(서술형 문제): 아래 목록 전체에서 "photo"를 모두 "image"로 바꾸고, 나머지는 그대로 두어 다시 작성하십시오. 그림은 답에서 제외하십시오.

=-=-=

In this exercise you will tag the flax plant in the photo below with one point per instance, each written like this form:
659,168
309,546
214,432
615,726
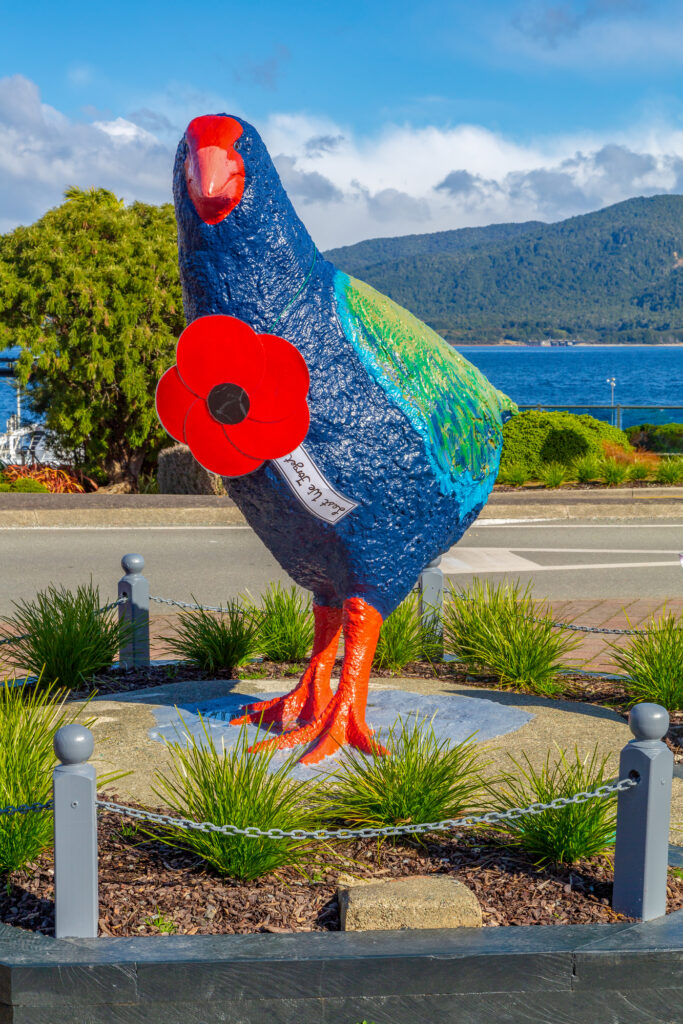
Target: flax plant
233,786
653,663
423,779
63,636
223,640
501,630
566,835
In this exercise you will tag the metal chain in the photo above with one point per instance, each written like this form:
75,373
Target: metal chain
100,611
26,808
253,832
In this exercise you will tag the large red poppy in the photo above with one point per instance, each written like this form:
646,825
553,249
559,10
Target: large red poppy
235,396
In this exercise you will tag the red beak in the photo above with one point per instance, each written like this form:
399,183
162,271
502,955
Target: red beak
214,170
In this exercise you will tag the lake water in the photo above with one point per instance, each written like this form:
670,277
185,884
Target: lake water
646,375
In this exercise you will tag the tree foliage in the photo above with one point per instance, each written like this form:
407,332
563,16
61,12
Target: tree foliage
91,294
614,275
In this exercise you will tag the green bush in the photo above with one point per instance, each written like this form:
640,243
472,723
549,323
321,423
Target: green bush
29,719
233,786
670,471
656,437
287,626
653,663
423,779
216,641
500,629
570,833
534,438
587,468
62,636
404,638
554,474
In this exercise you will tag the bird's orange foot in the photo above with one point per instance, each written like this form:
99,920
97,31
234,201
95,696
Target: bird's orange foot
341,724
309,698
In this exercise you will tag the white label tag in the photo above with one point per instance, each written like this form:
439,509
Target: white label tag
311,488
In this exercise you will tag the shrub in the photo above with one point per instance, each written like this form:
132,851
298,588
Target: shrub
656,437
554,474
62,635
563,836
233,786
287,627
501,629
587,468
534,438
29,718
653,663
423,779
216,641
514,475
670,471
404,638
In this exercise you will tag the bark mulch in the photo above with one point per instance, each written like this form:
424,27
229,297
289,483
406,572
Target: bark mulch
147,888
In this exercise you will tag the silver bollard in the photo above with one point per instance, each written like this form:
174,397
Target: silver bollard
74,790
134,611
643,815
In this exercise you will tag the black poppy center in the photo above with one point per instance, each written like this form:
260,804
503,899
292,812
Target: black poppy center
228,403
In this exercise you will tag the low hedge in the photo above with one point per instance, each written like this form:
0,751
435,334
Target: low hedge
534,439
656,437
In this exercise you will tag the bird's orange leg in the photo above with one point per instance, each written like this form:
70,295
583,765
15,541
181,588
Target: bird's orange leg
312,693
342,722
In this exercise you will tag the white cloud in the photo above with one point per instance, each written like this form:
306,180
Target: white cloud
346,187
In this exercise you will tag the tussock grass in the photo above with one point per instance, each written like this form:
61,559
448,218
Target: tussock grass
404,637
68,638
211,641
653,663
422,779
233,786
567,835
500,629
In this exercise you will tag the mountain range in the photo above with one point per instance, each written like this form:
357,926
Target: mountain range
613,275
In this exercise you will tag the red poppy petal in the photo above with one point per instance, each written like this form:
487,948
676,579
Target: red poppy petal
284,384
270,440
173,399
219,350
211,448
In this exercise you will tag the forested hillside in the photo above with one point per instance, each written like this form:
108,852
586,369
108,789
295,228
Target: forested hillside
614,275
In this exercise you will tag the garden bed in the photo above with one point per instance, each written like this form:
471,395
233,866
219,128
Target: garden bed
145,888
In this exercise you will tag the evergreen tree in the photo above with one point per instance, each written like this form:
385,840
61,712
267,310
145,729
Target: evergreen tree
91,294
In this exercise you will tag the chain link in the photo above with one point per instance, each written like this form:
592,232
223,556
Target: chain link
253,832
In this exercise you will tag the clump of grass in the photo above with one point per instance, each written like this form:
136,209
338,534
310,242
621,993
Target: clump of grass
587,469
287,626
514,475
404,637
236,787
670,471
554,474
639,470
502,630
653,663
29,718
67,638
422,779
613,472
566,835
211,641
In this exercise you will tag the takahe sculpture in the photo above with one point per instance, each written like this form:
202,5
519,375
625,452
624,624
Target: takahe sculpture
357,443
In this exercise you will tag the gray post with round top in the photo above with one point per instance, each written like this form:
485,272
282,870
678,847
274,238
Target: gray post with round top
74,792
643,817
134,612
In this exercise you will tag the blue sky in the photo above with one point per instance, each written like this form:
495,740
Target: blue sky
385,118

=-=-=

(실습 결과):
In this exercise you will tag the flax plant in the image below with one point per instance, each written like this form:
659,168
309,546
214,432
615,726
Target: flax plant
233,786
653,663
423,779
63,636
223,640
501,630
566,835
In this exercise you will tag the metal chain in the image above with one point per instance, each written like this form:
75,373
Target: metal chain
100,611
26,808
253,832
In this exercise you will tag the large red poppy in the image above with one point per instance, each written like this form:
646,825
553,249
559,10
Target: large red poppy
235,396
In this exercise you will tag the red beak in the image above with one point per instance, each written like this form:
399,183
162,271
502,955
Target: red beak
214,170
In this exercise you will tag the lake water in the image above with one point per instance, each written like this form:
670,277
185,884
Target: lake water
646,375
In this exercise you will tag the tree foliage in the image above with one point per instance, each written like this form:
407,332
563,16
61,12
Target: tree foliage
91,294
614,275
In this exercise you will tag the green bush in the image above with one point per instance, each written like this form:
640,243
472,723
549,323
321,423
Target: green bush
29,719
233,786
670,471
656,437
287,626
653,663
423,779
216,641
500,629
570,833
534,438
587,468
62,636
404,638
554,474
In this exercise you will tag the bird's orange foot in the image above with one point per instance, each written like this form:
99,920
97,31
234,201
95,696
Target: bird's orange foot
341,724
309,698
In this exercise you will tag the white label tag in the image above with one point per instance, each written like this form:
439,509
Target: white label tag
311,488
In this exercise you will tag the shrub in the image above with one point per instance, each written like this form:
132,851
298,588
Target: shrub
656,437
554,474
62,635
563,836
233,786
287,627
501,629
587,468
534,438
29,718
653,663
423,779
216,641
514,475
670,471
404,638
In this exercise you will tag the bark mulch in the image above with one point per instance, each written like this form:
424,27
229,297
289,483
406,572
Target: bark mulch
147,888
In this exercise you will tag the silver bollard in the image above with one point per instance, each written like this form:
174,397
Target: silver bollard
74,790
134,611
643,815
In this exercise you will tag the black poppy center in the image above with one point per instance, each written like this form:
260,804
503,899
292,812
Target: black poppy center
228,403
In this exercise you will tag the low hedge in the image above with one point per instance, each written like this form:
0,751
435,334
Target: low hedge
534,439
656,437
In this exercise you will tag the bird's orange leg in the image above with one point per instance, each written like this form:
70,295
583,765
15,541
181,588
Target: bird's orange leg
312,693
342,722
In this exercise you will tag the white cloud in the image above with one point per instance, each written like this form:
306,180
Target: white cloud
346,187
In this exercise you will tag the tussock grass in the image above with one point per instance, each written like this form:
61,559
448,218
Target: tussock grass
404,637
68,638
211,641
653,663
422,779
233,786
567,835
500,629
In this exercise you will tag the mountain range in the image above with one point per instance, each written like this form:
357,926
Target: mountain range
613,275
In this exercise you will tag the red poppy petal in the image above with one point per instance, each written like this form:
487,948
676,579
Target: red poppy petal
284,384
270,440
173,399
219,350
211,448
In this exercise you will tag the forested hillside in the image above with one point per instance, each written like this form:
108,852
586,369
108,789
295,228
Target: forested hillside
614,275
In this exercise you will tag the garden bed in the image above with one point per instance, each written like this form:
471,395
233,866
219,128
Target: garden bed
145,888
In this exercise you will tag the evergreen tree in the image above with one point per instance, each written like this form:
385,840
61,712
267,310
145,729
Target: evergreen tree
91,294
In this exercise you will tag the chain link in the image above with one point per instance, each written like this form:
592,232
223,556
Target: chain link
253,832
In this exercise you will tag the clump of grass in the image above with one point per instance, each written like this form:
136,209
338,534
310,242
621,993
Target: clump of grass
587,469
287,626
514,475
404,637
236,787
670,471
554,474
639,470
502,630
653,663
29,718
67,638
422,779
613,472
566,835
211,641
In this exercise you will tag the takahe sculpture in the image above with one point per instance, each written like this form:
202,5
519,375
625,452
624,624
Target: takahe sculpture
357,443
In this exercise you will tag the gray post with round top in the image above with one point per instance, each written like this form:
485,272
282,870
678,847
274,238
Target: gray post with round top
74,792
643,817
134,612
In this exercise you will tag the blue sky in the image above with one point per instance, each written like this form:
495,740
Target: blue sky
385,118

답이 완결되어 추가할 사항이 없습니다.